Problem details:
In the items below, reproduce everything from the line containing "fender in the photo above." down to the line containing "(1076, 148)", substituting "put one mark" for "place a single dot" and leaving all else unchanged.

########################################

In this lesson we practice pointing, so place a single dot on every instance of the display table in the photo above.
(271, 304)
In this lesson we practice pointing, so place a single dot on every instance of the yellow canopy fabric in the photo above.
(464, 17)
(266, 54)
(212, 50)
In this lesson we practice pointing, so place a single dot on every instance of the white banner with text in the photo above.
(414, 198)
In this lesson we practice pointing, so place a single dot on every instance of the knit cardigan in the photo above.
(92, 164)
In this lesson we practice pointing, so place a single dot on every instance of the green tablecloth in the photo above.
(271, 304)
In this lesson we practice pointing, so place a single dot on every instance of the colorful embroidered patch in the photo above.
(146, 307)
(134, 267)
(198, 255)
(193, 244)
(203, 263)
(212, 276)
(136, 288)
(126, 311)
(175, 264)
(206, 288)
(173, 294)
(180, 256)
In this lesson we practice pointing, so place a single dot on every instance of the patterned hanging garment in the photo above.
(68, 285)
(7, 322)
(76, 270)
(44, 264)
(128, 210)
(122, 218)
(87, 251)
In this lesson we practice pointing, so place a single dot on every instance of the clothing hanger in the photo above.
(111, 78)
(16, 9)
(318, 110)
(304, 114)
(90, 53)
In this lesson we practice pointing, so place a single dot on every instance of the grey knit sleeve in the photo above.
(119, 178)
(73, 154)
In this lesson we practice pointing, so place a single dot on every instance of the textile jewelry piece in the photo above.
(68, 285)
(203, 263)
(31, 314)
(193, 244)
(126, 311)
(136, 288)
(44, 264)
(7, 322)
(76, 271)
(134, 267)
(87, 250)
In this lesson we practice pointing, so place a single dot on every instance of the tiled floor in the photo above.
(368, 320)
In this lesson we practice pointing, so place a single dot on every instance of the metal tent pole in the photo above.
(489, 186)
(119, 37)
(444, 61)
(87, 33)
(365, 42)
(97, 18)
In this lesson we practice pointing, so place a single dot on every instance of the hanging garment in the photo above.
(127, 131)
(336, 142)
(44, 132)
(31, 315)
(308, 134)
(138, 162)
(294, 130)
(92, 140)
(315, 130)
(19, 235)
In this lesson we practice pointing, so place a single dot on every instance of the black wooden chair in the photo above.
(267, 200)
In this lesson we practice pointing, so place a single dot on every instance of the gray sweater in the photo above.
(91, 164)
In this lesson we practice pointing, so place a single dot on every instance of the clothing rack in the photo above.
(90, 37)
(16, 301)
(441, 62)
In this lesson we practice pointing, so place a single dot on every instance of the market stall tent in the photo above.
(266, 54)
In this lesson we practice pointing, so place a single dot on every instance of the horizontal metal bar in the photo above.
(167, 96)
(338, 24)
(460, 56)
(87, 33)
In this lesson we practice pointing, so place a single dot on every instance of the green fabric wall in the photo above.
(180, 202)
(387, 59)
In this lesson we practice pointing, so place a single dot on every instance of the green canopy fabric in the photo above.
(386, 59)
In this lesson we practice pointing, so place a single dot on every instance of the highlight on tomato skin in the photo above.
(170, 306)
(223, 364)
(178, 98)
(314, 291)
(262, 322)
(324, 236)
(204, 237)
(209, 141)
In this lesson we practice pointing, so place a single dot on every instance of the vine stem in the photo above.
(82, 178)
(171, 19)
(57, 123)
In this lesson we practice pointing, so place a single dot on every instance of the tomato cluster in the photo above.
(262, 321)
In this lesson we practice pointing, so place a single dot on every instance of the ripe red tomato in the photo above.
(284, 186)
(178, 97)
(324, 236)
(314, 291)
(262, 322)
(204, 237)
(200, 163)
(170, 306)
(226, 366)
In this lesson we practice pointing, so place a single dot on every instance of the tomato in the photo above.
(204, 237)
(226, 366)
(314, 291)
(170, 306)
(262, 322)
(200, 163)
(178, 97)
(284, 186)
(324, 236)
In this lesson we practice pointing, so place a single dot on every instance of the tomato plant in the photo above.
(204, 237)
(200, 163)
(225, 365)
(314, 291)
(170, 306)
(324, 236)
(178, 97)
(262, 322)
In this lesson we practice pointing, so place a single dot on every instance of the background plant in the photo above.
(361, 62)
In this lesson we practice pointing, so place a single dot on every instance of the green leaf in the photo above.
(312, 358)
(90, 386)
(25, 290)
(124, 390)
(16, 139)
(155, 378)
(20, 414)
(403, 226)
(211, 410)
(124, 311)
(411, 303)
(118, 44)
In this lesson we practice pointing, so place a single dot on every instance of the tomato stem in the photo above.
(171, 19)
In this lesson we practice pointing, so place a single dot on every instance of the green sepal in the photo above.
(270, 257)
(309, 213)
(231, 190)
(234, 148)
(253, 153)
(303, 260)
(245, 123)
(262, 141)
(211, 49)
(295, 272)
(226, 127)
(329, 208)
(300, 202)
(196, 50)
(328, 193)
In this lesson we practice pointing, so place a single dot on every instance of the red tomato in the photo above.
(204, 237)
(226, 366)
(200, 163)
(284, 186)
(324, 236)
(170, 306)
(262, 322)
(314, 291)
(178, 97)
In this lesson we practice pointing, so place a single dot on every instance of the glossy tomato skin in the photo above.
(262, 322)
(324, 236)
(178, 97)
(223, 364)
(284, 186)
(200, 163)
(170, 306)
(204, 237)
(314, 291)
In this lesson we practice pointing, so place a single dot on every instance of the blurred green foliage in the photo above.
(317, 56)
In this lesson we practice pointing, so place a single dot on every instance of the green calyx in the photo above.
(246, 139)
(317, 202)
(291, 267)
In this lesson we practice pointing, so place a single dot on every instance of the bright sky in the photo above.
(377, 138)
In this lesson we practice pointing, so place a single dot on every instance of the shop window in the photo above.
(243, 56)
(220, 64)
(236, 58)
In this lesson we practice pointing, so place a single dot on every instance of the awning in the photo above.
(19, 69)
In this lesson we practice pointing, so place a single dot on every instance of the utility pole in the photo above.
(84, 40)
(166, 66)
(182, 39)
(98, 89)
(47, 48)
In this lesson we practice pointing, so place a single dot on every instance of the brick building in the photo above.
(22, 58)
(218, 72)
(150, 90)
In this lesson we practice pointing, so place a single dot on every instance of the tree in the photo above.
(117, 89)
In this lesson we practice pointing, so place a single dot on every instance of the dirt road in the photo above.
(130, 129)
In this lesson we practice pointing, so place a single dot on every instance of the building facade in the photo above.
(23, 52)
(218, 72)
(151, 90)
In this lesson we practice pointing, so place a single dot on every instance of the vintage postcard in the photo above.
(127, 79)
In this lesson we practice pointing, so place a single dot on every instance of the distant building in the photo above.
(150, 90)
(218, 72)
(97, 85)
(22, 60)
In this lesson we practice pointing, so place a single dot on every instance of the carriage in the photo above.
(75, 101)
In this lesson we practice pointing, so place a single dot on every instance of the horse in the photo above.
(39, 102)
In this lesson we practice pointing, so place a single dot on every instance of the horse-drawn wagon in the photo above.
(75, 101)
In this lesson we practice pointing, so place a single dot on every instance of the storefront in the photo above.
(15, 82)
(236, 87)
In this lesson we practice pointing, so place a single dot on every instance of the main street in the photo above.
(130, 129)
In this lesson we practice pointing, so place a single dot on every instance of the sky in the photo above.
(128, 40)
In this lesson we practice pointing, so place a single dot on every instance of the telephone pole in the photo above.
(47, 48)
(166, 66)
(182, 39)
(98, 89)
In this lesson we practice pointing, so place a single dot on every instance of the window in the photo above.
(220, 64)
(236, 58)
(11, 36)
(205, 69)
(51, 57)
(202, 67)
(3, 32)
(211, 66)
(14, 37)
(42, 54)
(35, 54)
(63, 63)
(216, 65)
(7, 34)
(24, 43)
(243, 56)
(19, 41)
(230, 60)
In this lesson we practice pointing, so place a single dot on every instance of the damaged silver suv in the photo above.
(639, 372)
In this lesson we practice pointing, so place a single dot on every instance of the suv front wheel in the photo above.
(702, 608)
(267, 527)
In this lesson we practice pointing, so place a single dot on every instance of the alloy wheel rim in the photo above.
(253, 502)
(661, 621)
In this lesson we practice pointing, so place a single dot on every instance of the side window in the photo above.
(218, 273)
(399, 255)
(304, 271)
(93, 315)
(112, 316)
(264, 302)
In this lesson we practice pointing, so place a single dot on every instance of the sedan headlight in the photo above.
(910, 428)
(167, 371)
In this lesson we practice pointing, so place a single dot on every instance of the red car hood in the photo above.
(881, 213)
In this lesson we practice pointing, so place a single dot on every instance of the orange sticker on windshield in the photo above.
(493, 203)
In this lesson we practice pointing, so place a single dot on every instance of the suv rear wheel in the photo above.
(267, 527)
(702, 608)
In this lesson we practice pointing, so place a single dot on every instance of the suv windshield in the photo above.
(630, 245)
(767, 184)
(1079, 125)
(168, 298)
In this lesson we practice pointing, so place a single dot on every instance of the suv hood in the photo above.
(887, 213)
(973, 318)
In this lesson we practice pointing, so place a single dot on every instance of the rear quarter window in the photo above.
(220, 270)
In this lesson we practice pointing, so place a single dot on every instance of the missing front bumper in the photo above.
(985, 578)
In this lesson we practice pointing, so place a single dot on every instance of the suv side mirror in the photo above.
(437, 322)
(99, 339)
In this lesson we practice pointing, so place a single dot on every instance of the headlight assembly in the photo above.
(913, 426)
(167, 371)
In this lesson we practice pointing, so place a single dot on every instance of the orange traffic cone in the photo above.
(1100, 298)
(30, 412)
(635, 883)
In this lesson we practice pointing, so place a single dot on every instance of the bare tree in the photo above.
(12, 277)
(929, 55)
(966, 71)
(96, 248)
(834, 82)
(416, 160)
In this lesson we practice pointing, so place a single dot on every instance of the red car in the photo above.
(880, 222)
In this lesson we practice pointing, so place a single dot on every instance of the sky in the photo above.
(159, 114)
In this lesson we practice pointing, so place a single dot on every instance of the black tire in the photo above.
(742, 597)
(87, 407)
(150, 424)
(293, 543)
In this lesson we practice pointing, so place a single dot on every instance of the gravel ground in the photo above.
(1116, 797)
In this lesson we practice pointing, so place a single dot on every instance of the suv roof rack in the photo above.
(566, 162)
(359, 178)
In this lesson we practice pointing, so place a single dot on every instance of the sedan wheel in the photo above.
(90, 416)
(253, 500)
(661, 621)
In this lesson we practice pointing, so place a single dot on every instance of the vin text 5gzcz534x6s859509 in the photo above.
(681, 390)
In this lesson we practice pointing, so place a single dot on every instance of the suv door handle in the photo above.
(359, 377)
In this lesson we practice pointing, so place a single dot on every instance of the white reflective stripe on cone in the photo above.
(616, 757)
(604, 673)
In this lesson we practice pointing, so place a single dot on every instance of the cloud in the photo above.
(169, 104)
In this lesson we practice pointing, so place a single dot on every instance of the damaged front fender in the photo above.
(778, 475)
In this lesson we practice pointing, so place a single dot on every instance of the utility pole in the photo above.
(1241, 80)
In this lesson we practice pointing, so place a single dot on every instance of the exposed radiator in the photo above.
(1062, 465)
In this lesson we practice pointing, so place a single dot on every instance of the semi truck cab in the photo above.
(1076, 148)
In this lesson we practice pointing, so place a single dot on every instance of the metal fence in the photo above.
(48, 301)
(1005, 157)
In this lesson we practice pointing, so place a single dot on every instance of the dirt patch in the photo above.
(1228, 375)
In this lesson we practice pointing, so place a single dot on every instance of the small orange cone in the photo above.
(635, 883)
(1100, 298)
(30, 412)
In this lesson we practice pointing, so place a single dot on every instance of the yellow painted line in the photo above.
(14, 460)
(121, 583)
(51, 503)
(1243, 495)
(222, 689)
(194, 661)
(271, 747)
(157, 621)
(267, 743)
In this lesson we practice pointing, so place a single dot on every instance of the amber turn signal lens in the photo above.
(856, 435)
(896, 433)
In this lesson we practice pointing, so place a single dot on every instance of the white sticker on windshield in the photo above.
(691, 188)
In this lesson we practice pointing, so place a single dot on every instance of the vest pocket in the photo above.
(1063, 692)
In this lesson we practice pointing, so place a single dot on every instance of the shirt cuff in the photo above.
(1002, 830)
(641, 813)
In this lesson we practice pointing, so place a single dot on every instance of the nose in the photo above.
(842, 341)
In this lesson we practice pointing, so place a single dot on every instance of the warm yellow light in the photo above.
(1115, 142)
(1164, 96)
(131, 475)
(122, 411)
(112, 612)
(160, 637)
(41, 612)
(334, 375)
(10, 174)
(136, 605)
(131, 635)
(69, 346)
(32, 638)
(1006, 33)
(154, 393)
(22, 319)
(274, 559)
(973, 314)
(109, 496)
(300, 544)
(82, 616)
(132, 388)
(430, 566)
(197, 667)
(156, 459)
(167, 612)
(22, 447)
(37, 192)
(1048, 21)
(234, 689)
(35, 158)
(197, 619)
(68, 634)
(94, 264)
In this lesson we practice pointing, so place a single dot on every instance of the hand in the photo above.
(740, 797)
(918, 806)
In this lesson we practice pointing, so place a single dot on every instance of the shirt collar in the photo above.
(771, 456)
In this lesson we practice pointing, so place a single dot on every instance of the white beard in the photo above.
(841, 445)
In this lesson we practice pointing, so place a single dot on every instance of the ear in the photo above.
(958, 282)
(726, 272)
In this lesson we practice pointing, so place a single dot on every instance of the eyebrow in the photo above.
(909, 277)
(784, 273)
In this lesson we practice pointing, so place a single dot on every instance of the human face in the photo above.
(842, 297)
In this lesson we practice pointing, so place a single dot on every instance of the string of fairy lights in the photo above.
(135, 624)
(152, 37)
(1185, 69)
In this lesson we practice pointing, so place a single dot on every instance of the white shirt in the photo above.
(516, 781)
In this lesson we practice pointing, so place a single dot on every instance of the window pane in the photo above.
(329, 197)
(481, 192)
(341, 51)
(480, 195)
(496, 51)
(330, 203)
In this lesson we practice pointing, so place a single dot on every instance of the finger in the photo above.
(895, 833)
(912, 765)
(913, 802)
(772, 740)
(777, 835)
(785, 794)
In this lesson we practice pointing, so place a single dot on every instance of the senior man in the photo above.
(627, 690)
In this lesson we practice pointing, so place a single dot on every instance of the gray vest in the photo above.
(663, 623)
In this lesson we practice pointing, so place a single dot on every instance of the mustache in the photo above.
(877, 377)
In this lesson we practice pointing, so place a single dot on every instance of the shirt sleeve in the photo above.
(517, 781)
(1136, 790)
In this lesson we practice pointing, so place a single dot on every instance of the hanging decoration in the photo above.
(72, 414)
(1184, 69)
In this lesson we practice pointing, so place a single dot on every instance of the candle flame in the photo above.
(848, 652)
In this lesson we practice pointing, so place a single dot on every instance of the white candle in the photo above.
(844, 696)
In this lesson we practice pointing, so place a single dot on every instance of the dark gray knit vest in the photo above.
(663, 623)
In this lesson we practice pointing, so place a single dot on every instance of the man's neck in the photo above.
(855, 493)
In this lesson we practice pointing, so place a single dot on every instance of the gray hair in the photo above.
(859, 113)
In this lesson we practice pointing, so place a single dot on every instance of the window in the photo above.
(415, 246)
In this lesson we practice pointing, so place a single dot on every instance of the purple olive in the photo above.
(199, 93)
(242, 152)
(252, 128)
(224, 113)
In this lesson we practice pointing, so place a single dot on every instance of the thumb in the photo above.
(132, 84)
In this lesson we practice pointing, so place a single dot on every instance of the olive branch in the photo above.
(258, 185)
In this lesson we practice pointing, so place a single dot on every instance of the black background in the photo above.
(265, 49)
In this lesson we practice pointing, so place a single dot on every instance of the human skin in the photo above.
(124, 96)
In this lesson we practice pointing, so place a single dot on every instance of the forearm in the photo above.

########################################

Answer to this exercise:
In this lesson we practice pointing, so put one mark on every instance of the damaged front fender in the photo above.
(778, 475)
In this lesson we practice pointing, so put one mark on every instance of the utility pole in the photo above.
(1241, 80)
In this lesson we practice pointing, so put one mark on every instance of the exposed radiator in the photo above.
(1062, 465)
In this lesson we practice pointing, so put one mark on every instance of the semi truck cab in the photo above.
(1076, 148)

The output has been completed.